Domingo 4º de Pascua
Ciclo C

8 de mayo de 2022
 

Lo que de verdad importa

    Lo que más importa a Dios es lo que Él ha puesto en las manos de Jesús, su rebaño, su comunidad, sus seguidores, la nueva humanidad que nace de su actividad liberadora. Lo único que importa para entrar a formar parte de esa comunidad no es la raza, la religión o la nación, ni siquiera es necesario contar con la ayuda de mediadores especializados; basta con reconocer la presencia de Dios en la actividad liberadora de Jesús, con creer que lo que hace Jesús es obra de Dios.  Lo que ya no importa es el dónde, el cómo o el cuándo, sino el amor y la fidelidad a pesar de la segura persecución.




Judíos y gentiles


    Pablo y Bernabé fueron a anunciar el evangelio a Antioquía de Pisidia, ciudad situada en lo que hoy es Turquía, de población mayoritariamente pagana, aunque con una importante colonia de judíos. El sábado van a la sinagoga, seguros de que allí encontrarían reunidos a los judíos de la ciudad, y les anuncian la buena noticia de Jesús, a quien presentan como el fruto más excelente de Israel, culminación de la historia de las relaciones de Dios con aquel pueblo.
    En su discurso Pablo empezó recordando la liberación de la esclavitud de Egipto y a pesar de que no escondió el conflicto que enfrentó a Jesús con los habitantes de Jerusalén y sus jefes sino que, por el contrario, habló con toda claridad de la muerte y resurrección de Jesús, la reacción de los presentes fue tan favorable que, al terminar, le pidieron que volviera el sábado siguiente para seguir escuchándolo.

| Material de consulta |
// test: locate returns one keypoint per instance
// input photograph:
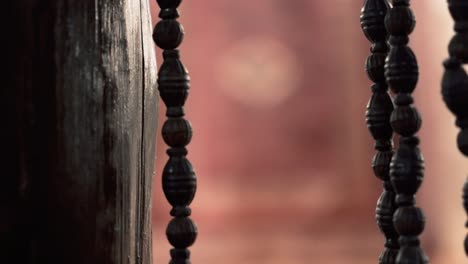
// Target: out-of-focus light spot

| Instrucciones |
A. Según el texto sobre el cuarto domingo de Pascua, ¿a qué ciudad fueron Pablo y Bernabé a anunciar el evangelio?
B. Transcribe del texto sobre el cuarto domingo de Pascua el fragmento que va desde "Judíos y gentiles" hasta "con aquel pueblo.", incluidas ambas partes.
C. Prolonga el texto sobre el cuarto domingo de Pascua a partir de su última oración.

| Respuestas por tarea |
A. Fueron a Antioquía de Pisidia.

B.
Judíos y gentiles


    Pablo y Bernabé fueron a anunciar el evangelio a Antioquía de Pisidia, ciudad situada en lo que hoy es Turquía, de población mayoritariamente pagana, aunque con una importante colonia de judíos. El sábado van a la sinagoga, seguros de que allí encontrarían reunidos a los judíos de la ciudad, y les anuncian la buena noticia de Jesús, a quien presentan como el fruto más excelente de Israel, culminación de la historia de las relaciones de Dios con aquel pueblo.

C.
    No dice el libro de los Hechos de qué manera, pero el hecho es que la presencia y seguramente el mensaje -la buena noticia- que proclamaron aquellos dos forasteros se conocieron rápidamente en todos los ambientes de aquella ciudad. De este modo, «el sábado siguiente se reunió casi toda la ciudad para escuchar el mensaje del Señor»: no sólo los judíos, sino casi todos los habitantes de aquella ciudad pagana.

 

Hasta los confines de la tierra

    Esto no gustó a los judíos, contaminados por un nacionalismo exclusivista que a menudo se mostraba como intolerante racismo, a pesar de ser ellos extranjeros en aquella tierra. Y «se llenaron de envidia y se oponían con insultos a las palabras de Pablo».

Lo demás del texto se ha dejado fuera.